• **Text provided**:
-.-.-


    “Vietnam was a war that was not possible to win.  You will find that Iraq is the same.  Winning is not measured by who can cause the most death and pain.  And winning is not measured by tactical victories over locations you have no intention of holding.  The ultimate outcome of any war is political, and that war has already been lost.  So your Commander in Chief is now sending you out to kill others, to wound others, to destroy the homes and livelihoods of others, or to be killed or wounded by others, to pursue a goal that was never just, and is now lost.”

    Back at the blood plasma/command post, the peace activists gathered to say goodbye with an impromptu addition from one of the group, a high school English teacher, interested in delivering a message of Christian love.

    Describing Christ as an outspoken critic of the occupying Roman Army, he referred to the command to “love your enemies” as ultimately an act of self protection, one that could interrupt the cycle of violence.  He ended with the Golden Rule and an exhortation to the Marines to “think for yourself.”

    The next day two email messages stood out against the usual inbox clutter. 

    One was from a local VFP member who, as a 15 year-old was drafted into the German Army in the closing days of WWII, then emigrated to the U.S. just in time to be drafted into the U.S. Army and sent to Korea.  He wrote:  “Our troops are in Iraq engaged in an illegal war and they are there to kill Iraqis…At the Nuremberg war crimes trial, the Nazi war criminals who perpetrated the kind of illegal aggression that we are now guilty of against Iraq were found guilty and hanged. The soldiers who carried out these crimes against the civilian population were also found guilty. The fact that they followed orders was not then an admissible defense, nor should it be now…Some of us think if we just pay lip service to the idea of supporting our troops in time of war, we will be less severely criticized by the super patriots as being unpatriotic. It won't work and it distorts our purpose of calling an end to an illegal, murderous invasion of another country.”

    Another was from a University of Toledo student, a veteran of picket lines and civil disobedience arrests, who asked “Why exactly do we support the troops?…Activists have said the troops are fighting willingly in an unjust war…the likelihood of us changing the minds of the Republican troops is about the same as Karl Rove convincing us to become neo-conservative.”

-.-.-

• **Required action 1**:
In the passage on antiwar activists, what is the job of the group member who spoke about Christian love?
• **Required action 2**:
Extend the passage on antiwar activists, starting after its final sentence.
The records that follow are separate material and have no connection to the passage on antiwar activists.

-.-.-

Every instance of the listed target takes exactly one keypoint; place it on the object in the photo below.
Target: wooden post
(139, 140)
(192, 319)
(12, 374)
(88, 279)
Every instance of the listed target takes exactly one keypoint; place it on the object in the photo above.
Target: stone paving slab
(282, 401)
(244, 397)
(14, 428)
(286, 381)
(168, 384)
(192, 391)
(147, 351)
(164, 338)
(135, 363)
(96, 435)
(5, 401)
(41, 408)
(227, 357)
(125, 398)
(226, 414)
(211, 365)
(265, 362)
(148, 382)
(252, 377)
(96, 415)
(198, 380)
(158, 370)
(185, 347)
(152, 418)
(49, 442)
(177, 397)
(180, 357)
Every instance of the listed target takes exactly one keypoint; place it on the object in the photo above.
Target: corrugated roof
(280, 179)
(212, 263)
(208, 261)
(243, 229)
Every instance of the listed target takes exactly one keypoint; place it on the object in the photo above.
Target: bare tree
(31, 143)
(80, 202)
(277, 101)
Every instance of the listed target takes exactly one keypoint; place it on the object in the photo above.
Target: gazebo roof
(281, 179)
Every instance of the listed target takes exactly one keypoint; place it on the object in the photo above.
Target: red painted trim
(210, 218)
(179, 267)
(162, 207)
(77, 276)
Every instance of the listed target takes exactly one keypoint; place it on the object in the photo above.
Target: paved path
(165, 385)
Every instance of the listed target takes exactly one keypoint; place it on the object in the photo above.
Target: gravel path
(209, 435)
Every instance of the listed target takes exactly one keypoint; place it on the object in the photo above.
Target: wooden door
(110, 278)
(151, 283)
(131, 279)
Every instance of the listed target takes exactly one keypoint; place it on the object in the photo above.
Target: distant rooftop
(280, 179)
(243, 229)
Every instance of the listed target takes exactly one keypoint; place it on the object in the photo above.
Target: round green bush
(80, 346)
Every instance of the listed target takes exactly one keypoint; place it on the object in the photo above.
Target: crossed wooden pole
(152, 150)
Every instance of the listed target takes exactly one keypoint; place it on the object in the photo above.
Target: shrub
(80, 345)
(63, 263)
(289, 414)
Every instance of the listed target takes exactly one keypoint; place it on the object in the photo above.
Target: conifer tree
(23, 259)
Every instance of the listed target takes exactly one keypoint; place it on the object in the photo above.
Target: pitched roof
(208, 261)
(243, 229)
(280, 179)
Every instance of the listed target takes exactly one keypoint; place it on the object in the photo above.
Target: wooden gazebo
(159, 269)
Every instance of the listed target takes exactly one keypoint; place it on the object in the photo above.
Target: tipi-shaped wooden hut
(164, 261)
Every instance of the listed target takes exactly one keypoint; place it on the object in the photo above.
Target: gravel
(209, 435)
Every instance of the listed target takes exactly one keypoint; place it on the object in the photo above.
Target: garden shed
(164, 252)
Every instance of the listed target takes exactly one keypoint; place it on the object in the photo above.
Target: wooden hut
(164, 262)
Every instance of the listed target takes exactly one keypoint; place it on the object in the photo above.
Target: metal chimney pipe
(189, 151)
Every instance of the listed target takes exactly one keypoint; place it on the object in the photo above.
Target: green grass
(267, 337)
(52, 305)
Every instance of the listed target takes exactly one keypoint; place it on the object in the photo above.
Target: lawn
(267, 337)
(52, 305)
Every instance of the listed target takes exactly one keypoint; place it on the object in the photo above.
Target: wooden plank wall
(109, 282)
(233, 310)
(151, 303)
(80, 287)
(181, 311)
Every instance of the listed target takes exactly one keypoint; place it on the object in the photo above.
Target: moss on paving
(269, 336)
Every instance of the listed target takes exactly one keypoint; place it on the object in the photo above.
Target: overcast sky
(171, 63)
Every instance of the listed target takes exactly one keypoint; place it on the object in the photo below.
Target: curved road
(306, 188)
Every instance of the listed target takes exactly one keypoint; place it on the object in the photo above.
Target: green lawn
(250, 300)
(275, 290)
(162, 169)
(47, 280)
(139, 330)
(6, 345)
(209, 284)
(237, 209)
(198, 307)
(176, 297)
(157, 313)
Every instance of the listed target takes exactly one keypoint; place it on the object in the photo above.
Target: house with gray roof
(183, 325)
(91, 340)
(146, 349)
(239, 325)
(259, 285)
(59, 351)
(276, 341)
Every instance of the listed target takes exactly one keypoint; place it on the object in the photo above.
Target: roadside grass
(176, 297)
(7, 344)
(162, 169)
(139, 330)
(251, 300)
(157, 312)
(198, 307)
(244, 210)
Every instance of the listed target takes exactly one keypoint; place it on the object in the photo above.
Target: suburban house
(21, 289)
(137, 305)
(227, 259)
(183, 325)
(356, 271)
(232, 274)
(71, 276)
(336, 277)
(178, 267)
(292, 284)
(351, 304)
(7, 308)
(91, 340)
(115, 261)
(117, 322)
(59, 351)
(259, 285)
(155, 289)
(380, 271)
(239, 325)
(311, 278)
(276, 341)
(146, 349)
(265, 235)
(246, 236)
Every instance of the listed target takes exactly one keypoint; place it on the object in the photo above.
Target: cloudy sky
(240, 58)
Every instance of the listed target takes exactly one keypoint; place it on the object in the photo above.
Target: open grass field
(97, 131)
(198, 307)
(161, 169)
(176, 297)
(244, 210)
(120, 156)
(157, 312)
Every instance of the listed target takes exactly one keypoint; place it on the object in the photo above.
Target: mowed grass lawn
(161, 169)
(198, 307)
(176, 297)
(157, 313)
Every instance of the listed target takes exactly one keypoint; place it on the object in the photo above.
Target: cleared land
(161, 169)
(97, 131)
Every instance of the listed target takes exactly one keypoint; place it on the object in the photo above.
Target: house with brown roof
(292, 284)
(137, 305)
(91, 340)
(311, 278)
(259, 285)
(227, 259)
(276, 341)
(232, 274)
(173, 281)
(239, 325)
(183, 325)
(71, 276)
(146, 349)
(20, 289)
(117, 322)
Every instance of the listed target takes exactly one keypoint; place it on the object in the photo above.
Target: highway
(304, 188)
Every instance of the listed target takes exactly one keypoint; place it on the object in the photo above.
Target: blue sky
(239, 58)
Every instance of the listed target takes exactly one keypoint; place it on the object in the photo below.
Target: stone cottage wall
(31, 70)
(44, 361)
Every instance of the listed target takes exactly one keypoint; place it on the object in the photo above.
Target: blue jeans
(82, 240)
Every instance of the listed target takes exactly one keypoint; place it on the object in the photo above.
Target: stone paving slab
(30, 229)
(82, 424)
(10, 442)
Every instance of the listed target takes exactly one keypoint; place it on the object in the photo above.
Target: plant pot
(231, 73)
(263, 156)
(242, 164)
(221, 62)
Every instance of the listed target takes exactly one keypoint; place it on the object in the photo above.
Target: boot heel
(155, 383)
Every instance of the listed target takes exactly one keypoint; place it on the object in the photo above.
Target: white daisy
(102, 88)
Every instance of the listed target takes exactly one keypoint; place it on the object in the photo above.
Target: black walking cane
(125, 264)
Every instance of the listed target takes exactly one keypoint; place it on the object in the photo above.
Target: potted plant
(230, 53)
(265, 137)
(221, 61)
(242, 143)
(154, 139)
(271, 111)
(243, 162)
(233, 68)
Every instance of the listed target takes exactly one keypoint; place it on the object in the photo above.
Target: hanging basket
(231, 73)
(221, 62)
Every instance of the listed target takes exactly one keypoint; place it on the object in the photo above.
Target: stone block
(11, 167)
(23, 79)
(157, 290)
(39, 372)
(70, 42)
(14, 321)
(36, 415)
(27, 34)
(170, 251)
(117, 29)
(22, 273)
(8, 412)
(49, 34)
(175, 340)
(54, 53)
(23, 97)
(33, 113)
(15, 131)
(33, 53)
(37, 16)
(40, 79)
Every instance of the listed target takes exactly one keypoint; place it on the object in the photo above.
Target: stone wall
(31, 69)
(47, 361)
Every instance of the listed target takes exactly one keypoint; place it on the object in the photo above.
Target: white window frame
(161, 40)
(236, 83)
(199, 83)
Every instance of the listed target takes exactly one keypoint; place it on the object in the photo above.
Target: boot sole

-.-.-

• **Written reply 1**:
He is a high school English teacher.

• **Written reply 2**:
    Added to those critiques is the following anecdote.  Walking downtown the day after the protest, a City streets worker dashed across the road to shake my hand and say, “thanks for what you’re doing to get our troops home.”

    That comment represented the kind of response I hoped our message would elicit from the “persuadable middle” of public opinion.  The response I hoped for from young soldiers was based on what I remembered as a teenager during the Viet Nam war.

    In those volatile days I alternated between being a conscientious objector and following John Wayne’s example of serving my country – joining the Marines to fight the commies.  Remembering those days, it was easy to put myself in the place of young reservists, quite possibly bound for Iraq, and wonder if any of them were similarly conflicted.  My hope was that a compassionate message, delivered in familiar language, might be heard by one of the Marines beginning to ask “what the hell am I doing here?”  Falling on fertile ground, the message might grow into a decision by one of the reservists, or a local GI who saw us on the 6 o’clock news last weekend, to join the growing number of soldiers refusing to fight in Iraq.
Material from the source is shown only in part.